__読解文__:
━━━━━━━━━━━━━━━━━━━━

前日はすっかり真夏が戻ったかという暑さだったものですから、
いささかなりとも涼を求めてか、長瀞ライン下りの舟は夕方まで大賑わいしてましたなあ。


長瀞ライン下りの舟はゆく…

混雑を避けて翌日にでもと思って迎えた当日は朝から肌寒く、しとしと雨模様。
これでは如何ともし難いとライン下りは諦めて、ゆるゆる帰りに向かう中で立ち寄ったのは
彩の国ふれあい牧場でありました。


彩の国ふれあい牧場

開館中とは看板が出てはいるものの、外秩父の山の中ですので
あたりはすっかり霧の中で、牧場自体を見渡すこともできません。
晴れておれば、さぞ見晴らしもようかろうものを…。


晴れておれば見晴らしもよかろうものを…

そこで、モーモーハウス(写真で正面の建物)には展示施設があると知り、
そちらを覗いてみることに。



ビデオの上映コーナーで両親が子牛誕生のようすを見入っている間に、
こちらはちとパネル展示を見て廻りましたですが、いやあ、どこであっても、
それが子供向けであってもそれなりに知ることはある、水の科学館の如しです。


展示解説「ミルクの歴史と文化」@彩の国ふれあい牧場

例えば、このような「ミルクの歴史と文化」とか。

━━━━━━━━━━━━━━━━━━━━

__提供資料__:
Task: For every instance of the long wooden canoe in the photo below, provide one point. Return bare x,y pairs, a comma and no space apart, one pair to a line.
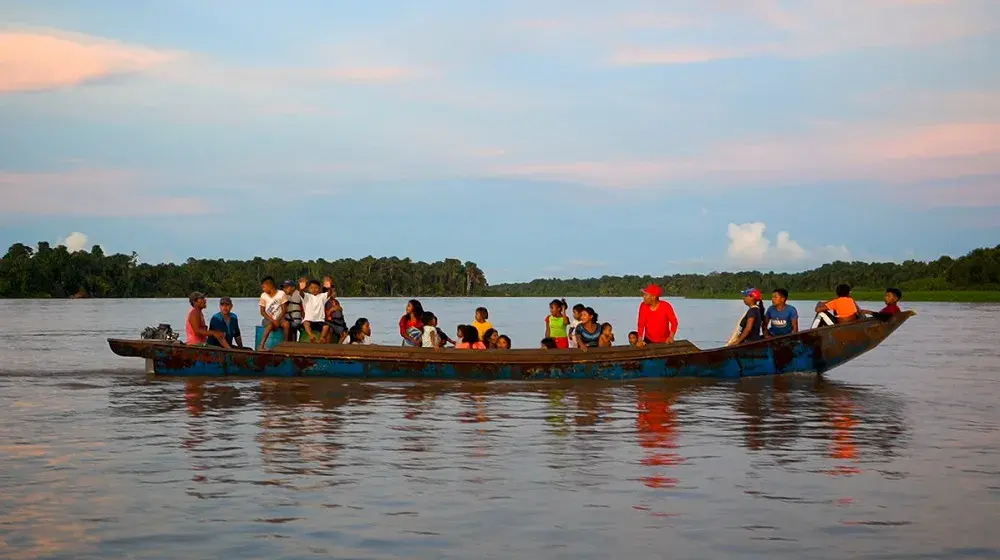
809,351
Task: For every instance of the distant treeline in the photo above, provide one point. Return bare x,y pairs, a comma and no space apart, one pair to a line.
55,272
978,270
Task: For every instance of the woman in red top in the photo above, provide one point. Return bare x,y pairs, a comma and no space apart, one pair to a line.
657,321
410,325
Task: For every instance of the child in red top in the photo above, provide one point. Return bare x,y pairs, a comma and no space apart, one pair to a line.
657,320
892,297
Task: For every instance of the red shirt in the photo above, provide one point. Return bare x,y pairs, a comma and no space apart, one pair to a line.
890,309
656,325
406,322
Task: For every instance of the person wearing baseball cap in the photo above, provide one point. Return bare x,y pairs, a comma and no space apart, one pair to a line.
657,320
225,321
752,323
197,331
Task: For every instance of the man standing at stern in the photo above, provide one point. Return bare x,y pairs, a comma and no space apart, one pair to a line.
657,321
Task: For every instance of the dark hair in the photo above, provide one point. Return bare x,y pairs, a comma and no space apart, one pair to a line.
418,309
488,334
760,321
470,334
356,334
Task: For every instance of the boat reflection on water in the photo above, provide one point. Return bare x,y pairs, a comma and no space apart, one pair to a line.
794,422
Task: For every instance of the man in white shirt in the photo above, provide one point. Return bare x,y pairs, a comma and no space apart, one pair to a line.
273,306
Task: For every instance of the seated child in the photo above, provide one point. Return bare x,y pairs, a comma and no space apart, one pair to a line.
429,338
482,322
780,318
607,338
842,309
469,336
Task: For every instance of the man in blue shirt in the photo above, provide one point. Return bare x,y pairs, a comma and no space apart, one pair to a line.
780,318
225,321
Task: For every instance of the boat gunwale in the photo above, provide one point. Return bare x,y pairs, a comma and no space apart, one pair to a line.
527,356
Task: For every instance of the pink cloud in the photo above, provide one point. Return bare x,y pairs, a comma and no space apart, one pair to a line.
49,60
952,140
636,56
830,152
815,29
88,192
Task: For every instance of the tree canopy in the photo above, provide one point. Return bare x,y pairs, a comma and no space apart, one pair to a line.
55,272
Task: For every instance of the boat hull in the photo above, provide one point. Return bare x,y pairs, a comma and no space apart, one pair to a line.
811,351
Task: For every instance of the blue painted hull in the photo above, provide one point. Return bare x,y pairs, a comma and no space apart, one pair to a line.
811,351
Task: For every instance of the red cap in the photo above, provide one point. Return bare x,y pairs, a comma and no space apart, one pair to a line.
653,290
753,293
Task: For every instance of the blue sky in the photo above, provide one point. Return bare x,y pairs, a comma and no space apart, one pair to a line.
554,138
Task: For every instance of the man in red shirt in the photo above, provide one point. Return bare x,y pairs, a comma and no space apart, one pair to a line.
657,321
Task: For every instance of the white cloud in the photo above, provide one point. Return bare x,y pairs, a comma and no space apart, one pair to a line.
74,242
749,246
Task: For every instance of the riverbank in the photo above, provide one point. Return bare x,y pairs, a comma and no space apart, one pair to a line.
954,296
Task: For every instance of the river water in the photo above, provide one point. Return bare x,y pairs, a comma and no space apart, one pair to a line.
895,455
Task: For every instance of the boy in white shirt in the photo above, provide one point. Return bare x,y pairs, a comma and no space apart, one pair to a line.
314,311
273,306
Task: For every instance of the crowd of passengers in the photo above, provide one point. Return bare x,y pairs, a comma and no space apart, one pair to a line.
310,311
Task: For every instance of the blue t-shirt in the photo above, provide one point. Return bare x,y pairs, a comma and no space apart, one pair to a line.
232,328
780,322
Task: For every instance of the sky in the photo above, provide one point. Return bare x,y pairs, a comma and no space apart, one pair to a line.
544,138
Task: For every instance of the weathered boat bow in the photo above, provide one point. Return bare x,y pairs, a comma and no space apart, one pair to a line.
815,350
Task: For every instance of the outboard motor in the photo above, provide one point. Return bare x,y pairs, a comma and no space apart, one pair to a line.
161,332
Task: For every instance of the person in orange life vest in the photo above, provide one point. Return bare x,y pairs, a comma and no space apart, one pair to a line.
842,309
657,320
196,329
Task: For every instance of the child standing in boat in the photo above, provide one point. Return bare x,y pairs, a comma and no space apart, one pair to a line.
482,323
607,336
575,323
313,312
557,323
429,338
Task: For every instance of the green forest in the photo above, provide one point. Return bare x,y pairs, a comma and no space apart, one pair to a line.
48,271
55,272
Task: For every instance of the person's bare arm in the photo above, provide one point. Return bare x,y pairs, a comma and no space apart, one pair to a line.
746,332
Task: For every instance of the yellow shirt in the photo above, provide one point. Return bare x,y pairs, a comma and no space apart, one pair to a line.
845,308
482,328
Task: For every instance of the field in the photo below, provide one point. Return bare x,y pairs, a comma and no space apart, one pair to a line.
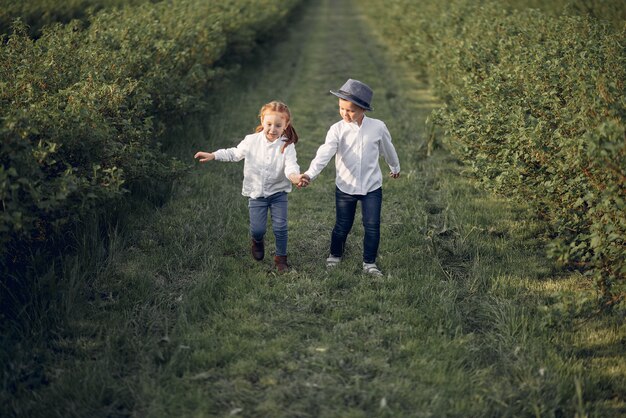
164,313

━━━━━━━━━━━━━━━━━━━━

__課題の目的__:
上の読解文から、「そこで、モーモーハウス(写真で正面の建物)には展示施設があると知り、」で始まり「それが子供向けであってもそれなりに知ることはある、水の科学館の如しです。」で終わる箇所を一字一句違えずに書き写してください。

__解答例__:
そこで、モーモーハウス(写真で正面の建物)には展示施設があると知り、
そちらを覗いてみることに。



ビデオの上映コーナーで両親が子牛誕生のようすを見入っている間に、
こちらはちとパネル展示を見て廻りましたですが、いやあ、どこであっても、
それが子供向けであってもそれなりに知ることはある、水の科学館の如しです。